→ Do this: Reproduce the following records line for line, with no changes.

Stored records
begin

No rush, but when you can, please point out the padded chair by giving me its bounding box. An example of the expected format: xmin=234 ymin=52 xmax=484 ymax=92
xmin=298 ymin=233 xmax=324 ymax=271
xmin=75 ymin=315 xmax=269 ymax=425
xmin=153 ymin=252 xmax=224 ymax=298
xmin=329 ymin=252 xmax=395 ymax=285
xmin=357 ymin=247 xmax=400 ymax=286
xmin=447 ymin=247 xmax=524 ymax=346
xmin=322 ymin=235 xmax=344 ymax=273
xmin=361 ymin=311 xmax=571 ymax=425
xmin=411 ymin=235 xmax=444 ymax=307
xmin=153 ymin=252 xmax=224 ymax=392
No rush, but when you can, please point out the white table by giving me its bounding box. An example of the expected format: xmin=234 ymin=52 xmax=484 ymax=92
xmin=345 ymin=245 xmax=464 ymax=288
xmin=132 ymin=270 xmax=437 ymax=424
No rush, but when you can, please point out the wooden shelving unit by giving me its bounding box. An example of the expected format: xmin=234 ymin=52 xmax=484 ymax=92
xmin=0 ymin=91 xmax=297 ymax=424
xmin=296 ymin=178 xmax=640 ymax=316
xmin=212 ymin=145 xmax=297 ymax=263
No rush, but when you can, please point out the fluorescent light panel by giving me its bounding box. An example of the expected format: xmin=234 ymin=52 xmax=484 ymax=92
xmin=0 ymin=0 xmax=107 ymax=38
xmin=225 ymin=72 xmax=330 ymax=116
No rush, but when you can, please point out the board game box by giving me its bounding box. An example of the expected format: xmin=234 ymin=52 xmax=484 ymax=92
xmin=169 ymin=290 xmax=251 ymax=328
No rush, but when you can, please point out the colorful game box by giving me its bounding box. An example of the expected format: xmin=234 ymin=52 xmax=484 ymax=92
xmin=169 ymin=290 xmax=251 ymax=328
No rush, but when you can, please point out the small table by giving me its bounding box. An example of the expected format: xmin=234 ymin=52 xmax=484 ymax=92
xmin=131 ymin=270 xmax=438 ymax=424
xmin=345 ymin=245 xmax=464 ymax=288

end

→ Response to the task:
No rush, but when you can, please point out the padded chair by giving me its bounding box. An example of the expected format: xmin=234 ymin=52 xmax=484 ymax=92
xmin=298 ymin=233 xmax=324 ymax=271
xmin=75 ymin=315 xmax=269 ymax=425
xmin=153 ymin=252 xmax=224 ymax=298
xmin=329 ymin=252 xmax=395 ymax=285
xmin=357 ymin=247 xmax=400 ymax=286
xmin=447 ymin=247 xmax=524 ymax=346
xmin=322 ymin=235 xmax=344 ymax=273
xmin=361 ymin=311 xmax=571 ymax=425
xmin=411 ymin=235 xmax=444 ymax=307
xmin=153 ymin=252 xmax=224 ymax=392
No rush, but when you can, please point out the white table by giving me its bounding box. An example of the expected format: xmin=234 ymin=52 xmax=484 ymax=92
xmin=345 ymin=245 xmax=464 ymax=288
xmin=132 ymin=270 xmax=437 ymax=424
No rush, but when you can, please point out the wooden shelving unit by giving me its bounding box. An example of the expected format: xmin=234 ymin=52 xmax=484 ymax=92
xmin=0 ymin=91 xmax=297 ymax=424
xmin=296 ymin=178 xmax=640 ymax=316
xmin=212 ymin=145 xmax=297 ymax=263
No rush, but when you can, please point out the fluorescent light panel by giving me its bounding box. An example of the expected format: xmin=234 ymin=52 xmax=484 ymax=92
xmin=0 ymin=0 xmax=107 ymax=38
xmin=225 ymin=72 xmax=330 ymax=116
No rush, but when you can, please point out the board game box by giving me its bounding box. An example of the expected format: xmin=234 ymin=52 xmax=484 ymax=92
xmin=169 ymin=290 xmax=251 ymax=328
No rush, but when you can, please point out the colorful game box by giving me its bounding box. An example of the expected format: xmin=234 ymin=52 xmax=484 ymax=92
xmin=169 ymin=290 xmax=251 ymax=328
No rush, but when you can, please point out the small table by giving me its bounding box. An example of the expected format: xmin=234 ymin=52 xmax=484 ymax=92
xmin=131 ymin=270 xmax=438 ymax=424
xmin=345 ymin=245 xmax=464 ymax=288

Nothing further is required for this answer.